* [INSTRUCTIONS TO FOLLOW] Could you write the entries out again, exactly as they appear?

* [RECORD EXTRACTS]

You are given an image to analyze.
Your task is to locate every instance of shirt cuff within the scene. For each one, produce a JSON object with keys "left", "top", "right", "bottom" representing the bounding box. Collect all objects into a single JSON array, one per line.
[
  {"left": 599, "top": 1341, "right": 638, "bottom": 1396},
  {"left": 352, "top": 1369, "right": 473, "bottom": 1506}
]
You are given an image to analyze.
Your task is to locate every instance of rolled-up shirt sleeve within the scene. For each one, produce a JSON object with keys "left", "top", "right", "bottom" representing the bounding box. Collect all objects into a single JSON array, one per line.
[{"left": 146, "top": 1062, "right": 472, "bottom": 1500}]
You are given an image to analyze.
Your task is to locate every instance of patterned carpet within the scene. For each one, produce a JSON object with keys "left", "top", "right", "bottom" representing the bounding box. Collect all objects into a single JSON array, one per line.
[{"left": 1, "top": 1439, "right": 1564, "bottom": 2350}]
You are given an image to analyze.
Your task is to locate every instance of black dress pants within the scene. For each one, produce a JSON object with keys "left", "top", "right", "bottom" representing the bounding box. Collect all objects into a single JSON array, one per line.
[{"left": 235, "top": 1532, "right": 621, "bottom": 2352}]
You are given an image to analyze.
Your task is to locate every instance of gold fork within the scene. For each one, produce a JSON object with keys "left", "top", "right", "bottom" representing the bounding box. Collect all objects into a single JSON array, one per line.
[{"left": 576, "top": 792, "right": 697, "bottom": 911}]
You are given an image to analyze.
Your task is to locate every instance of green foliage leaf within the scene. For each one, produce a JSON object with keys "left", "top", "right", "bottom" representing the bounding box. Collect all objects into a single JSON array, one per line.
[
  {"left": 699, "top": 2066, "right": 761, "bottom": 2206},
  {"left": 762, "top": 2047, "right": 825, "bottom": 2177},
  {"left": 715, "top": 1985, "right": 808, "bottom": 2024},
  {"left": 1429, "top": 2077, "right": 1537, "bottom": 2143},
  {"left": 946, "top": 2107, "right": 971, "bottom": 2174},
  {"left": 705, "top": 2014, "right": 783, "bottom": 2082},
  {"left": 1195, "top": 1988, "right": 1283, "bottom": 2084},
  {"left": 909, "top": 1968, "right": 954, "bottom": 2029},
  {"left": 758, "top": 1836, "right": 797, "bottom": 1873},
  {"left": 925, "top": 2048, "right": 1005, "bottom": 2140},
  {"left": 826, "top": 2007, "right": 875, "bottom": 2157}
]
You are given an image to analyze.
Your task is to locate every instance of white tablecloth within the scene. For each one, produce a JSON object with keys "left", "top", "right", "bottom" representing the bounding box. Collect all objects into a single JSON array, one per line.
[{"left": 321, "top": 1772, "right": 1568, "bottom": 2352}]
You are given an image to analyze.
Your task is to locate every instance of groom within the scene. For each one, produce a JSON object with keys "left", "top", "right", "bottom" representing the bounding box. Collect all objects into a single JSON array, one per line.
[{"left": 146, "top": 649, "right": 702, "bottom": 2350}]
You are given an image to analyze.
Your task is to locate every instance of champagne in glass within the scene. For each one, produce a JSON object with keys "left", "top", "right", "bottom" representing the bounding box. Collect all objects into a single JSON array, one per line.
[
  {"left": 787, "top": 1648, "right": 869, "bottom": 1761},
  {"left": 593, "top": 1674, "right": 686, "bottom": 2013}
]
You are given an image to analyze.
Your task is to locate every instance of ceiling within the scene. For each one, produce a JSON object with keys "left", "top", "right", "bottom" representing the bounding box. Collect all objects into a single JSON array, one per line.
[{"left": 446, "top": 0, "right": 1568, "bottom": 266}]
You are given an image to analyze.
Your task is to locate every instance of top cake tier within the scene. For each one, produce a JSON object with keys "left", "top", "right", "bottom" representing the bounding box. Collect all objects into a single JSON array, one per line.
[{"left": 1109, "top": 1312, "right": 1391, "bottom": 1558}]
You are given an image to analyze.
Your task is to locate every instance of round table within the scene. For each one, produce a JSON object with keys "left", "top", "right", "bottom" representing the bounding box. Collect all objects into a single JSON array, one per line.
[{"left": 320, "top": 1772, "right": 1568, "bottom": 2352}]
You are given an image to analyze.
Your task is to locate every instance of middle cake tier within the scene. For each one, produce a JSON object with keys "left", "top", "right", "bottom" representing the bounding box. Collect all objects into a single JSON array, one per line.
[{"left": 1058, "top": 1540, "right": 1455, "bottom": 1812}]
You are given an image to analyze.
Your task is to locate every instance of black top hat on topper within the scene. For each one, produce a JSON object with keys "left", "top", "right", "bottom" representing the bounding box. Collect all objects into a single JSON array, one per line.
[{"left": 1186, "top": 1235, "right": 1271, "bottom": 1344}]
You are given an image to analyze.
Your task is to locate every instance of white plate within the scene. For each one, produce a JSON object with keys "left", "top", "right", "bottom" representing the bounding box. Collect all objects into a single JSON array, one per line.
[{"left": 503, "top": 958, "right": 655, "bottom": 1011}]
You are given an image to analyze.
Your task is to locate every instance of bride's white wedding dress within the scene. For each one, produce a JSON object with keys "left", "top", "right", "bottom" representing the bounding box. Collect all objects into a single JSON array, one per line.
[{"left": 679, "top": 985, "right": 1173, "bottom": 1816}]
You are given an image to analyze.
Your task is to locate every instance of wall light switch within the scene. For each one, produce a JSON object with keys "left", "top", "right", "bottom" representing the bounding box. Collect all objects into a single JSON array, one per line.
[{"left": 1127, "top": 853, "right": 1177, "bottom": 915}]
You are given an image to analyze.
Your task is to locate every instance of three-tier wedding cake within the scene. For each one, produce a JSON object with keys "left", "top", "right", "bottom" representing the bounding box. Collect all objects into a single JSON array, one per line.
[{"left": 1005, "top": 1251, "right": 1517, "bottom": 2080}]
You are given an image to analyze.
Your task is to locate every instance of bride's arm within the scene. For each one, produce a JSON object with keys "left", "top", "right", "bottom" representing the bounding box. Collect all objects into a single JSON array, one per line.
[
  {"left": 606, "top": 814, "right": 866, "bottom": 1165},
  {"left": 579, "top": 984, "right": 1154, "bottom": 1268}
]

* [ANSWER TO THIS EXERCISE]
You are given an image to analyze.
Your task is to locate every instance of shirt cuff within the scene. For each one, produce a JSON object with keys "left", "top", "right", "bottom" representing the bounding box. Collect all objects into a single JSON array, one per line.
[
  {"left": 599, "top": 1341, "right": 638, "bottom": 1396},
  {"left": 352, "top": 1369, "right": 473, "bottom": 1506}
]
You are given an image to analyze.
Your task is to locate every instance of rolled-up shirt sleeve within the scene. For each one, produce a JSON object with keys "left", "top", "right", "bottom" representing the bounding box. Collect all objects into a single JSON array, one per line.
[{"left": 146, "top": 1062, "right": 472, "bottom": 1500}]
You are given an image to analyze.
Your task is to locate every instance of patterned carpet within the scene. For each one, produce a JSON object with keys "left", "top", "right", "bottom" representing the bounding box. Collect all objects into a single JSON array, one per line.
[{"left": 1, "top": 1439, "right": 1564, "bottom": 2350}]
You are given an image to analyze.
Your task is to locate every instance of black dress pants within the scene. For each one, produce a JSON object with keys "left", "top", "right", "bottom" representing the bounding box. Collect all objects into a single JSON array, one per line.
[{"left": 235, "top": 1532, "right": 621, "bottom": 2352}]
You are given an image to analyze.
Your task is to locate every instance of gold fork within the scene. For each one, produce a JSON object with keys "left", "top", "right", "bottom" representing the bounding box. Collect all objects into a single JSON array, one per line.
[{"left": 576, "top": 792, "right": 697, "bottom": 911}]
You are given an image to analyze.
Your task is to locate every instance of green foliage leaf within the scene. For each one, produce a JSON object with keys "left", "top", "right", "bottom" representing the bounding box. Collect all objects into a single JSON array, one per line.
[
  {"left": 699, "top": 2066, "right": 761, "bottom": 2206},
  {"left": 762, "top": 2047, "right": 825, "bottom": 2177},
  {"left": 715, "top": 1985, "right": 808, "bottom": 2024},
  {"left": 1429, "top": 2077, "right": 1537, "bottom": 2143},
  {"left": 946, "top": 2107, "right": 971, "bottom": 2174},
  {"left": 705, "top": 2014, "right": 783, "bottom": 2082},
  {"left": 1195, "top": 1988, "right": 1283, "bottom": 2084},
  {"left": 909, "top": 1968, "right": 954, "bottom": 2029},
  {"left": 758, "top": 1836, "right": 797, "bottom": 1873},
  {"left": 925, "top": 2048, "right": 1005, "bottom": 2140},
  {"left": 826, "top": 2007, "right": 875, "bottom": 2157}
]
You are given an image to analyze.
Your task is to locate every instance of white tablecloth within the scene. For each one, produce a JSON object with keys "left", "top", "right", "bottom" representing the bounding box. Collect all objects into a single JSON array, one per line.
[{"left": 321, "top": 1772, "right": 1568, "bottom": 2352}]
You are given an image to analyze.
Your task is to locate every instance of groom within the scene. For each one, produce a JSON object with keys "left", "top", "right", "bottom" representing the bounding box. Collect all objects into a single JSON array, one per line.
[{"left": 146, "top": 649, "right": 702, "bottom": 2350}]
You are given an image to analyze.
Your task is to locate every instance of champagne in glass within the scene. For each one, produce a JSON object with keys "left", "top", "right", "bottom" representing the bounding box. Collect all objects into a single JSON array, one per line.
[
  {"left": 787, "top": 1648, "right": 869, "bottom": 1761},
  {"left": 593, "top": 1674, "right": 686, "bottom": 2013}
]
You are given an image to analyze.
Your task is to locate every instance of ceiling within the scene. For each one, produce a JSON object with keys "left", "top", "right", "bottom" representing the bounding box. Collect all objects into a single JSON array, one per line.
[{"left": 446, "top": 0, "right": 1568, "bottom": 266}]
You are given an image to analyze.
Your task is to locate every instance of top cake tier within the scene. For each one, produce a JSON object with keys "left", "top", "right", "bottom" representing the bounding box. Collect all objects into a single JSON array, one per line.
[{"left": 1109, "top": 1312, "right": 1391, "bottom": 1558}]
You are given an image to analyze.
Your task is to locate every instance of round table within the scene. For each one, produce a JSON object with keys "left", "top", "right", "bottom" representing the bounding box. Collect all objects into a single JSON array, one per line.
[{"left": 320, "top": 1772, "right": 1568, "bottom": 2352}]
You are given an image to analyze.
Your task is to locate every instance of middle cake tier within the scene. For each one, produce a JSON object with keys "left", "top", "right", "bottom" representing the bounding box. Collect all objects into a single JSON array, one per line.
[{"left": 1058, "top": 1540, "right": 1455, "bottom": 1812}]
You are given an image to analyze.
Your task is to locate every instance of black top hat on topper within the scene. For each one, produce a JSON object with keys "left", "top", "right", "bottom" representing the bounding box. Collect all objects into a single JSON array, one per line.
[{"left": 1186, "top": 1235, "right": 1271, "bottom": 1344}]
You are given an image to analyze.
Your task is to locate every instance of white plate within the scene. For each one, produce a JSON object with keys "left", "top", "right", "bottom" representing the bounding box. Collect all objects into a single JSON array, one per line.
[{"left": 503, "top": 958, "right": 655, "bottom": 1011}]
You are given an image to analyze.
Your task is to locate every instance of bride's white wedding dress within the scene. For each one, produce a JSON object with keys "left", "top", "right", "bottom" representing the bounding box. Collect all objects into a single JSON array, one per line.
[{"left": 679, "top": 985, "right": 1173, "bottom": 1816}]
You are given an image to analyze.
Your task is to locate every instance of wall light switch within the scene. For each one, produce a JSON object with keys "left", "top", "right", "bottom" representing the bounding box. Collect all objects into a single JSON array, one per line.
[{"left": 1127, "top": 853, "right": 1177, "bottom": 915}]
You are given an image to analyze.
Your task is to locate every instance of three-tier wedding cake within the scene. For each one, produce a JSON object with keys "left", "top", "right", "bottom" representing the bounding box. Collect all objects into a single JSON array, one per line.
[{"left": 1005, "top": 1251, "right": 1517, "bottom": 2080}]
You are given an image to analyze.
Your task is to locate every instance of bride's arm within the scene. For each one, produce a JSON object with keys "left", "top", "right", "bottom" representing the bounding box. Collect all objects into a single JSON array, one per line.
[
  {"left": 606, "top": 814, "right": 866, "bottom": 1165},
  {"left": 579, "top": 984, "right": 1154, "bottom": 1268}
]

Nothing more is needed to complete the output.